--- ТЕКСТ ДЛЯ ЧТЕНИЯ ---
Уезжая на юг, писатель не рассчитывал найти здесь те (76) условия научной работы, которые могла бы дать столица. Но Одесса была крупным еврейским центром; процессы, происходившие в еврейской общественности, волновали местную интеллигенцию; С. Дубнову дана была возможность принять непосредственное участие в формировке новых идей. Он нашел в этой новой фазе своих скитаний то, о чем давно мечтал: кружок друзей, общение с которыми оплодотворяло ум, давало толчок к новому осознанию прошлого и настоящего. Никто из членов одесского литературного братства не проделал всех этапов того пути, который привел самоучку-индивидуалиста к национальной идее; никто не был в такой степени, как он, подвержен влияниям русской литературы и западно-европейской философии; но все они напряженно искали выхода из тупика еврейской жизни, искривленной бесправием. И если возникала между писателями дружеская полемика, она содействовала углублению и прояснению спорных вопросов.
Дубновы поселились на окраине города. В конце улицы начинался пустырь, а дальше шел спуск к морю. Пыльная, вымощенная кривыми булыжниками улица летом млела в остром беспощадном зное, а зимой тонула в снежных сугробах. Окна квартиры выходили на обширный двор, оглашавшийся с утра до вечера криками детворы. В бурных играх принимали нередко участие и дети Дубновых, которым дома предписывалось соблюдать строжайшую тишину, чтобы не мешать отцу.
Самой светлой и просторной комнатой в новой квартире был рабочий кабинет. Вдоль стен тянулись высокие сосновые полки, выкрашенные под орех и плотно уставленные книгами, кое-где в два ряда. Книги расположены были по особому плану: их обладатель в любую минуту мог сразу найти нужную книгу. Особая большая полка отведена была для отдела Judaica; на другой тесными рядами стояли небольшие томики европейских поэтов, большей частью в старинных, изъеденных мышами переплетах: эти книги, извлеченные из пыли петербургских антикварных лавок, купленные ценою многих недель недоедания, часто читались; сплошь и рядом отдельные строки были взволнованно подчеркнуты цветным карандашом. Над широким письменным столом, на котором царил образцовый порядок, висели в резных рамках небольшие овальные портреты Гейне и Берне, Байрона и Шелли.
--- СТРОКИ ДАННЫХ ---
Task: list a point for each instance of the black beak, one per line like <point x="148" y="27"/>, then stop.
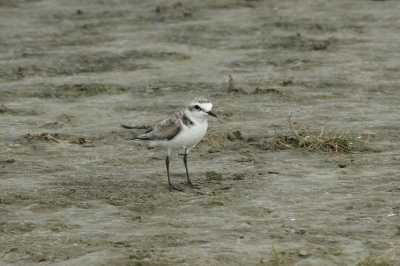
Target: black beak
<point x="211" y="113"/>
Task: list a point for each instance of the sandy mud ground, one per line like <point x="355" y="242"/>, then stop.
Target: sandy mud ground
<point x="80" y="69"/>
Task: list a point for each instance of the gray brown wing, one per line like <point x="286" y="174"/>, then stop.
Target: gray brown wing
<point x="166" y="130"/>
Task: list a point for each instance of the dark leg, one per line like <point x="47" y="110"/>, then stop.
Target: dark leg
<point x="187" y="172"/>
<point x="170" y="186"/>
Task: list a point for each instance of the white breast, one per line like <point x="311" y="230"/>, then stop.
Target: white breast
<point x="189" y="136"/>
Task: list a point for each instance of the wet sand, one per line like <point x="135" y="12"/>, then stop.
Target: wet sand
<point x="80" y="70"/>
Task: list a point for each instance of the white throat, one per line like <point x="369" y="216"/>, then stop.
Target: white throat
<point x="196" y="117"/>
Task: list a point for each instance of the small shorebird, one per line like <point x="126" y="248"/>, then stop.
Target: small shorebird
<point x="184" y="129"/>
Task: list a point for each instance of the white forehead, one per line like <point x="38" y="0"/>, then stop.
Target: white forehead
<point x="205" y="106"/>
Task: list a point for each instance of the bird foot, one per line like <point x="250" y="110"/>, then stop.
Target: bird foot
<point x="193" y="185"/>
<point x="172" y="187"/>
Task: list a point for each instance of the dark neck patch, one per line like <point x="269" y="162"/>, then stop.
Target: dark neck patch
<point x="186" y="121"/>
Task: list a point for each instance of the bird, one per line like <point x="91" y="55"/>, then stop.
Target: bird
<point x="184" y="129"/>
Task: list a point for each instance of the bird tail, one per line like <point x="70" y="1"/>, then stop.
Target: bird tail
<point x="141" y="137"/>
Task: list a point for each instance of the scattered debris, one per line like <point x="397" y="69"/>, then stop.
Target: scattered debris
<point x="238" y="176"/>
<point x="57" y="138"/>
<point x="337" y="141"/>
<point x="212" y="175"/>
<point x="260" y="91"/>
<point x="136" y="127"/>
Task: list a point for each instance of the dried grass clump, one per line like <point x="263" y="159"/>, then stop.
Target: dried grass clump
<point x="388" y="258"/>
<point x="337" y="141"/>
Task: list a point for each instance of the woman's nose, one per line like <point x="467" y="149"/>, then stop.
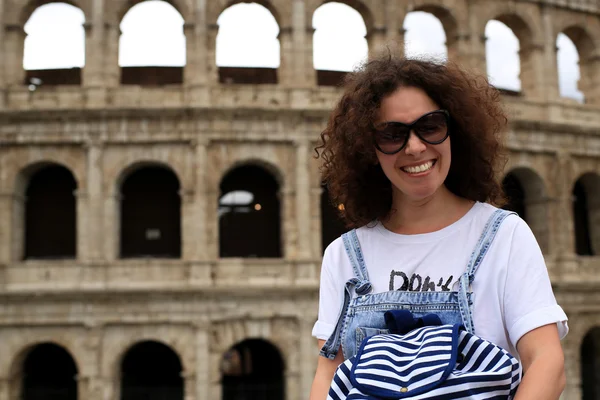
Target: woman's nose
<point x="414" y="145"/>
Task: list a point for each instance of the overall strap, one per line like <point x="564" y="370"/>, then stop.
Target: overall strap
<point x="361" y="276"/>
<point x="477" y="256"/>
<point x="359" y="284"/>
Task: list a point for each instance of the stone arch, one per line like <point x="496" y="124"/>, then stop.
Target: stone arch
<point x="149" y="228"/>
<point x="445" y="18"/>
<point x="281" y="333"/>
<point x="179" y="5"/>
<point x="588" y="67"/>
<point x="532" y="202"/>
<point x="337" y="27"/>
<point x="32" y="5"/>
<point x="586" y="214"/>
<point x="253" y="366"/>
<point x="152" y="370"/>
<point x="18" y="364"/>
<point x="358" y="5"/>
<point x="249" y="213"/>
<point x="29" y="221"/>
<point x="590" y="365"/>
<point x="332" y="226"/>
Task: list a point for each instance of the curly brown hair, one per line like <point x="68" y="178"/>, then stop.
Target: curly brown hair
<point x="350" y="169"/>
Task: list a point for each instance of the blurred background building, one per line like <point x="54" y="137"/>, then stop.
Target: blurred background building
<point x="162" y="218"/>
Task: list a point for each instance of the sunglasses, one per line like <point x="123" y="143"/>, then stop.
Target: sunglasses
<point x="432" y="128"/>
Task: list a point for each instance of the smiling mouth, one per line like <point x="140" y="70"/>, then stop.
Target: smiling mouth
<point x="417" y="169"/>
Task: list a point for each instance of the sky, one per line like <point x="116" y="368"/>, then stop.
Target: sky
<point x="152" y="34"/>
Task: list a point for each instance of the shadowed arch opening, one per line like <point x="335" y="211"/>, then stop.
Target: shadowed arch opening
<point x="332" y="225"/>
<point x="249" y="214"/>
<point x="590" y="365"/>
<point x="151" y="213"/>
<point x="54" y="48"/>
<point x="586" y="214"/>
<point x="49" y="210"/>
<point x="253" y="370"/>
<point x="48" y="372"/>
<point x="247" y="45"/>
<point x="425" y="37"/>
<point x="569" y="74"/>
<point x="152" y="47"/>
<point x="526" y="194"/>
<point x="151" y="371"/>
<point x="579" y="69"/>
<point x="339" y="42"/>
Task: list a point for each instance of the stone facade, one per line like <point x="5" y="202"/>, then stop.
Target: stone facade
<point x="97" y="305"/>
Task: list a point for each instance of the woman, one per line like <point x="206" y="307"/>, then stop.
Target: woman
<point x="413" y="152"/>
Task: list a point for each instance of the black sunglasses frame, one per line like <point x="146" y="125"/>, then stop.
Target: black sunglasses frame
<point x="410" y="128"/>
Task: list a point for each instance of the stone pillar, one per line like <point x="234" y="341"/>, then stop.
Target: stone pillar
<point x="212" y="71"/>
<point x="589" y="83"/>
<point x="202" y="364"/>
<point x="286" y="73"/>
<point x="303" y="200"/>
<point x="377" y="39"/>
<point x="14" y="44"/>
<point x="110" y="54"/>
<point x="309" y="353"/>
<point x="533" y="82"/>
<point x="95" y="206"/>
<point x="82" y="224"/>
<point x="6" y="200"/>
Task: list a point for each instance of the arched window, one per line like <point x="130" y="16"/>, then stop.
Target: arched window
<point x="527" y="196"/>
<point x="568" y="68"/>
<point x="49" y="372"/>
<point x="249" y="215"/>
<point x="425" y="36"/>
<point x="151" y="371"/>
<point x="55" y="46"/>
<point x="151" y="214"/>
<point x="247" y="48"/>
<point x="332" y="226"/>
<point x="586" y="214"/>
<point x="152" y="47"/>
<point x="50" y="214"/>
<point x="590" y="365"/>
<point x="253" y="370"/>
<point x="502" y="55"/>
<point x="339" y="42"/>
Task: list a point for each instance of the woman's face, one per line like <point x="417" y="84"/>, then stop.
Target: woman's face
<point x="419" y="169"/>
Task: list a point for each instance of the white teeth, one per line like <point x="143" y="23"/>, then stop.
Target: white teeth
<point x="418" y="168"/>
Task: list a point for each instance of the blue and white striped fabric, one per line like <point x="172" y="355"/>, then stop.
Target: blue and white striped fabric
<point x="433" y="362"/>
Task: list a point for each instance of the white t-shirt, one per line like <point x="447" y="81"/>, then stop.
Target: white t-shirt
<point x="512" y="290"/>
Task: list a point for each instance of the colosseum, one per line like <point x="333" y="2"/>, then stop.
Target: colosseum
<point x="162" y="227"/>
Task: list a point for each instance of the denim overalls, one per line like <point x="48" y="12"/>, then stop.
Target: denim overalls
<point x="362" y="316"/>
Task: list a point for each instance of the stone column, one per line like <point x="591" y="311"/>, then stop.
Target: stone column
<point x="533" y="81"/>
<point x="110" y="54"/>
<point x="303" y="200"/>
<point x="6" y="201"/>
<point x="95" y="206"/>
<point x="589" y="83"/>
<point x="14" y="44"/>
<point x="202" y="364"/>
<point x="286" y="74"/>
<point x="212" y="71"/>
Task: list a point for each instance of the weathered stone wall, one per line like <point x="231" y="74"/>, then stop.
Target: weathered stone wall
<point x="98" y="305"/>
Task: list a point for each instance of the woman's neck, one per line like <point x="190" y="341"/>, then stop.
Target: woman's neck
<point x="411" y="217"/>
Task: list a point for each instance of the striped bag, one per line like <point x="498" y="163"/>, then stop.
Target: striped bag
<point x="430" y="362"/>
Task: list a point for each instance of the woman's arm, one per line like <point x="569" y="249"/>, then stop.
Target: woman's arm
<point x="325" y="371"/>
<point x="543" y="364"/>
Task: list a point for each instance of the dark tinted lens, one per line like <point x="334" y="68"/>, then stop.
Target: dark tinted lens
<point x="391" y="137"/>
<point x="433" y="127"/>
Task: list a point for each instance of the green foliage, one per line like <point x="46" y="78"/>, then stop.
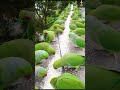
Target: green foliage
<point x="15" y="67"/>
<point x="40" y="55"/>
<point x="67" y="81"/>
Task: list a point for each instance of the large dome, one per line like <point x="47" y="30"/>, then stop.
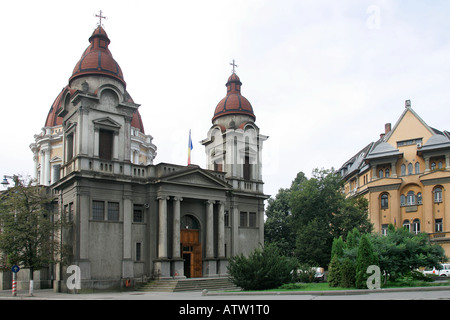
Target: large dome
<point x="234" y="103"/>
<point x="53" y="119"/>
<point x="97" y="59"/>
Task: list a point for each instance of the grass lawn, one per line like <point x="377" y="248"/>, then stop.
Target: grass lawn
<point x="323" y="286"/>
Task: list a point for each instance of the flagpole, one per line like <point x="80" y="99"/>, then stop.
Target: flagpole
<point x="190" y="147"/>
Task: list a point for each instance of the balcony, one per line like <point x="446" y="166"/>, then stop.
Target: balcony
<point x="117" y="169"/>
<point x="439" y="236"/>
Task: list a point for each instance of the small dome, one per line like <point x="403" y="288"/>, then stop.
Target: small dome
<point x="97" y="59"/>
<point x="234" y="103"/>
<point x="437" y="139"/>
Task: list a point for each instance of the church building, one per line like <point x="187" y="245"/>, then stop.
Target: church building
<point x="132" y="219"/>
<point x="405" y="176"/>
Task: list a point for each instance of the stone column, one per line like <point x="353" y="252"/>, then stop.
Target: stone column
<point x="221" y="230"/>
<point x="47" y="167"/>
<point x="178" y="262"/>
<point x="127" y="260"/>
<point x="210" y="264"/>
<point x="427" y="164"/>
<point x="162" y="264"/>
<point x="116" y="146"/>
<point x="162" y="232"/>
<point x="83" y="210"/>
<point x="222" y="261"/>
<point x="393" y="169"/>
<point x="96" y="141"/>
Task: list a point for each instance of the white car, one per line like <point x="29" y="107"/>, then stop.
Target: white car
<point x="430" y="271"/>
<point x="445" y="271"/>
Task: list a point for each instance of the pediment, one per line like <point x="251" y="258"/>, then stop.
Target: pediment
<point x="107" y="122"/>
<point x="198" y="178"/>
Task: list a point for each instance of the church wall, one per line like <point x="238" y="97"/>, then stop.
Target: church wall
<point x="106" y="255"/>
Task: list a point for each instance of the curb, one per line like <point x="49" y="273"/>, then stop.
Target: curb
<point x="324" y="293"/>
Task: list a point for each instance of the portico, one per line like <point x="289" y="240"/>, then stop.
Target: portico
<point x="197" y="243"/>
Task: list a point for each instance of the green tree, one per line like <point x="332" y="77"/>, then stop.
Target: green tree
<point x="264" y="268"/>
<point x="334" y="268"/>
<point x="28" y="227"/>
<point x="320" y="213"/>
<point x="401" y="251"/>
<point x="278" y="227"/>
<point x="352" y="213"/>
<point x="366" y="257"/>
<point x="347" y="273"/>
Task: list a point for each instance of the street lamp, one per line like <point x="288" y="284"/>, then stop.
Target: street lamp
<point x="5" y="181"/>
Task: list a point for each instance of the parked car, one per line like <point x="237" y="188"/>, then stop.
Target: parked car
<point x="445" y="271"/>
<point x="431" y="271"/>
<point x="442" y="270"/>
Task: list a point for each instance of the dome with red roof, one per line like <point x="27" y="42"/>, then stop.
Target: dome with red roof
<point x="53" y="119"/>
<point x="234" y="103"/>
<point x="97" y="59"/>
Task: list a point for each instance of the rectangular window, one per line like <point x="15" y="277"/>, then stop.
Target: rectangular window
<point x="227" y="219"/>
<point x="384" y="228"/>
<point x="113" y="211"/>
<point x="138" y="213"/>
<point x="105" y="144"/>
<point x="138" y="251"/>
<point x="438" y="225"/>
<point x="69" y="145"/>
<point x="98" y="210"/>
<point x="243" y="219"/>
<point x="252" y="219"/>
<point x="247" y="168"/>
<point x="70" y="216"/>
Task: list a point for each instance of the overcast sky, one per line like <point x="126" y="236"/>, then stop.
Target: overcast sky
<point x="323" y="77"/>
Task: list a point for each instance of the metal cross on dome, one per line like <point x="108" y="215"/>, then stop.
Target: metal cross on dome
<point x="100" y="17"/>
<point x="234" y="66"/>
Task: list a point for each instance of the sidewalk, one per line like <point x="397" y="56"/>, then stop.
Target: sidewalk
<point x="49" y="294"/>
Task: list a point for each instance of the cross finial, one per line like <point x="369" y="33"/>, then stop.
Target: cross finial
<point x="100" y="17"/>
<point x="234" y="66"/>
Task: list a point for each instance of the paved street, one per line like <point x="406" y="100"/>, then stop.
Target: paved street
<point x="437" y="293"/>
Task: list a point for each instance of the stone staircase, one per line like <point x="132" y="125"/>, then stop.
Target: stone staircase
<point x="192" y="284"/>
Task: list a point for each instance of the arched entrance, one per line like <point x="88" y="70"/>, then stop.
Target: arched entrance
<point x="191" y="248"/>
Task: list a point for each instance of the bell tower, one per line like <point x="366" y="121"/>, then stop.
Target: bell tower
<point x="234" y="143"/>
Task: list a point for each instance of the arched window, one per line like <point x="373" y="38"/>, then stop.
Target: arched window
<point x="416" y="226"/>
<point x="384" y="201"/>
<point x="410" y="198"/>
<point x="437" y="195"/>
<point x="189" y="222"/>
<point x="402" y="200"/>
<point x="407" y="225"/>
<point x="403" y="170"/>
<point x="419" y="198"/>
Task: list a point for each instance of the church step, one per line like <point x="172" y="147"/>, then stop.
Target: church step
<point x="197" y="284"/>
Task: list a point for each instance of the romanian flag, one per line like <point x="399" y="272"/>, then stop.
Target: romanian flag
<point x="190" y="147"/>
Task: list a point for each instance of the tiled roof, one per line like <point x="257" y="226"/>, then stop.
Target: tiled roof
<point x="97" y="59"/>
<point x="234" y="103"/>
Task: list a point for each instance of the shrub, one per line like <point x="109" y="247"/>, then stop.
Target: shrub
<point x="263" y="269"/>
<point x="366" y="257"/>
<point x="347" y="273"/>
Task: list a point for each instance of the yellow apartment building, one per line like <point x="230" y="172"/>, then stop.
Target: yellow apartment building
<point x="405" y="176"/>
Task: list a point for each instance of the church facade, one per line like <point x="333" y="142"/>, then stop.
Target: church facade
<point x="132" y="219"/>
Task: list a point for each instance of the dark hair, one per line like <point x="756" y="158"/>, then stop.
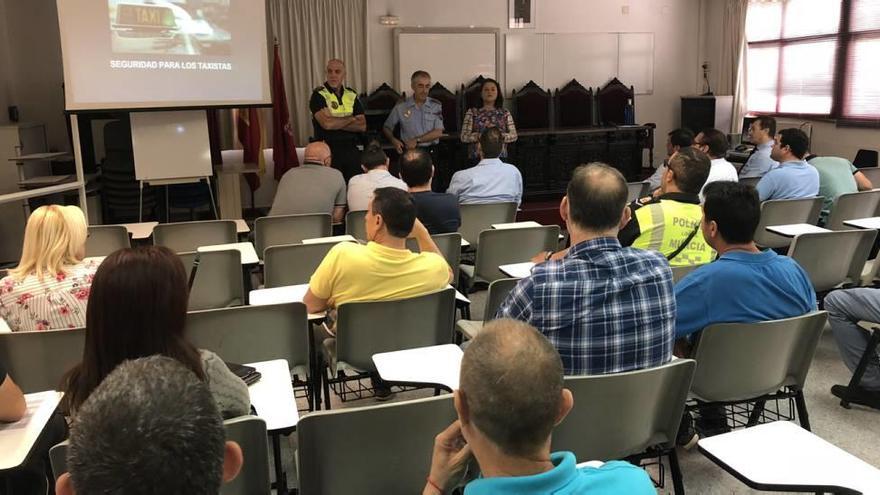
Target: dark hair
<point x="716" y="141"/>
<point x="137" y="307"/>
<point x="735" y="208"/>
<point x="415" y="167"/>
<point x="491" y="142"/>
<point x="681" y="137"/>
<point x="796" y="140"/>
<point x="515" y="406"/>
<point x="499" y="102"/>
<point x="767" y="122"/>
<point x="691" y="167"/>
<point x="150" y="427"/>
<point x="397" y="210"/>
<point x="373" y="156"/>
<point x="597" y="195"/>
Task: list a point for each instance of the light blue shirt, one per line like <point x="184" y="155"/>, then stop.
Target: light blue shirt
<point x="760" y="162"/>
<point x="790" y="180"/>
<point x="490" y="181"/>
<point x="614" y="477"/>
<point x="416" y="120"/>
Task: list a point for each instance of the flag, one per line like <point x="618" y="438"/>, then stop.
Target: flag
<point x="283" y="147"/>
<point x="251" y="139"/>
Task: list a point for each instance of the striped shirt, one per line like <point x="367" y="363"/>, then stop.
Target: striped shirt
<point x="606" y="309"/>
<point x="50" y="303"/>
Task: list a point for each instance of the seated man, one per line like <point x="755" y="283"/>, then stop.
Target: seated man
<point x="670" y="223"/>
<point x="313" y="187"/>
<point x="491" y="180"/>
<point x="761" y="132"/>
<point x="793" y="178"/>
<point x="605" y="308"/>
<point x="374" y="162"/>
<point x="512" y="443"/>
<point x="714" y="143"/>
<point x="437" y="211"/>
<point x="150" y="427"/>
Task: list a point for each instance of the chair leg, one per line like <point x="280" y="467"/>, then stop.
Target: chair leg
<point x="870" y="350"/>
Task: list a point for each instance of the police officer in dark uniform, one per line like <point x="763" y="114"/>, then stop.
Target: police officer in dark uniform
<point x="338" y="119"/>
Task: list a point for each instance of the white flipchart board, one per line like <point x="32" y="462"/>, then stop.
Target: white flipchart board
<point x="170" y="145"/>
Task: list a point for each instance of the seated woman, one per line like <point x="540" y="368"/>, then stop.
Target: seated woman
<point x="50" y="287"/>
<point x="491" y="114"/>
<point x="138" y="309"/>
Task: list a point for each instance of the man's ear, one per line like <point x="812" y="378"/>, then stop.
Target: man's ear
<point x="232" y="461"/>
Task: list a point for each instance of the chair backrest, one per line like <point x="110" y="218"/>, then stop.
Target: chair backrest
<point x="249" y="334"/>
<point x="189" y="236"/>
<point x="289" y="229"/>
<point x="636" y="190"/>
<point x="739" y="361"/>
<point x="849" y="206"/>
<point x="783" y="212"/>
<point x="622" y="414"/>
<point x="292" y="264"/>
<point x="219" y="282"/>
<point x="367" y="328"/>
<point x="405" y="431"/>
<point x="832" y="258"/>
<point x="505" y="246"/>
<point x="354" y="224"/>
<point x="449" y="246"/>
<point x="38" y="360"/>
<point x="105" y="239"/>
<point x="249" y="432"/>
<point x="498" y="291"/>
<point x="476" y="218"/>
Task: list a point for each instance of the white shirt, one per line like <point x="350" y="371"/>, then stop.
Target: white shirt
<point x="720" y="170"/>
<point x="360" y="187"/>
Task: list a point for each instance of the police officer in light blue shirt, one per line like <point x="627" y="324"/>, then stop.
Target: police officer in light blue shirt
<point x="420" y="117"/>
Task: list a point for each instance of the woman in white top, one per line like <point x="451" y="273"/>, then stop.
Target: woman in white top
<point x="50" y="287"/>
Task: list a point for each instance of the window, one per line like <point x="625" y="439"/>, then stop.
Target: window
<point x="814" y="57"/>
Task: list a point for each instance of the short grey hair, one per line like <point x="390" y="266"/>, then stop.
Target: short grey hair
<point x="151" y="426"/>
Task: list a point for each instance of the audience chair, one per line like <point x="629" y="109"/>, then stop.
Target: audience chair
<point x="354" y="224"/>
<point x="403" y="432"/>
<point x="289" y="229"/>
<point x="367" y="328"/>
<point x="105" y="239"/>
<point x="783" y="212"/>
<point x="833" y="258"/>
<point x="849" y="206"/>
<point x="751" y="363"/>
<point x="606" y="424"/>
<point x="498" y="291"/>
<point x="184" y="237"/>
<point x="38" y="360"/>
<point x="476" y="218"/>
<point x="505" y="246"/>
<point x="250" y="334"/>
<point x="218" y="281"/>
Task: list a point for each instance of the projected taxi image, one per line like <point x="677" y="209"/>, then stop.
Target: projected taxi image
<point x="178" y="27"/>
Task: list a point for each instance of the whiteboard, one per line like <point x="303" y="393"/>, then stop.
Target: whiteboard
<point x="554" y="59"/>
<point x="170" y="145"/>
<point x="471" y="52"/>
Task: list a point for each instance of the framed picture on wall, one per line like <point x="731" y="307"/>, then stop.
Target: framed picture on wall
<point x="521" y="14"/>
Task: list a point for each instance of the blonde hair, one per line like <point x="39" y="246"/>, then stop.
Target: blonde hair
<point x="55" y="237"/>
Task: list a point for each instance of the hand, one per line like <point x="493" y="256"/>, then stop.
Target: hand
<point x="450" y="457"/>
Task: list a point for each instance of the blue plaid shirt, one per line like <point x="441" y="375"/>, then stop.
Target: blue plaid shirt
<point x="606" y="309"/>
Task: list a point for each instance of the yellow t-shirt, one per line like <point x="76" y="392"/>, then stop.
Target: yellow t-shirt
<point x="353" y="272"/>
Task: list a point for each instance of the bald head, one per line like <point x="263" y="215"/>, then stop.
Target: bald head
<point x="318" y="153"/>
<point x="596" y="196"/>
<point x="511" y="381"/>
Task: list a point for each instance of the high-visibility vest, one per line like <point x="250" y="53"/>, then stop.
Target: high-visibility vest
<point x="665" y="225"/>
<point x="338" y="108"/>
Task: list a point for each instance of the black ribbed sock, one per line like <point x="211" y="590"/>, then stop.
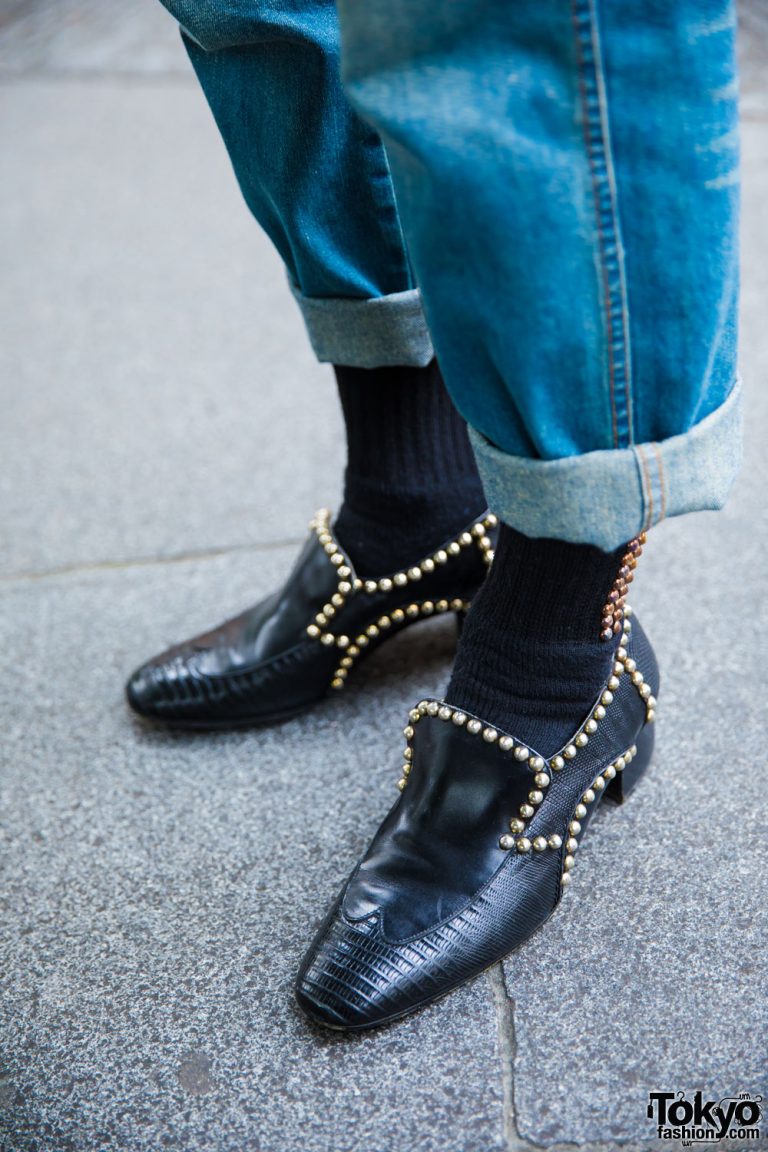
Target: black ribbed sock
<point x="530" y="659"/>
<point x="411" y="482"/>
---
**ЦЕЛЬ ЗАДАНИЯ**
Переведите на английский язык предложение из текста о жизни Дубновых в Одессе: «В конце улицы начинался пустырь, а дальше шел спуск к морю».

**ОТВЕТ НИЖЕ**
At the end of the street a vacant lot began, and beyond it the ground sloped down to the sea.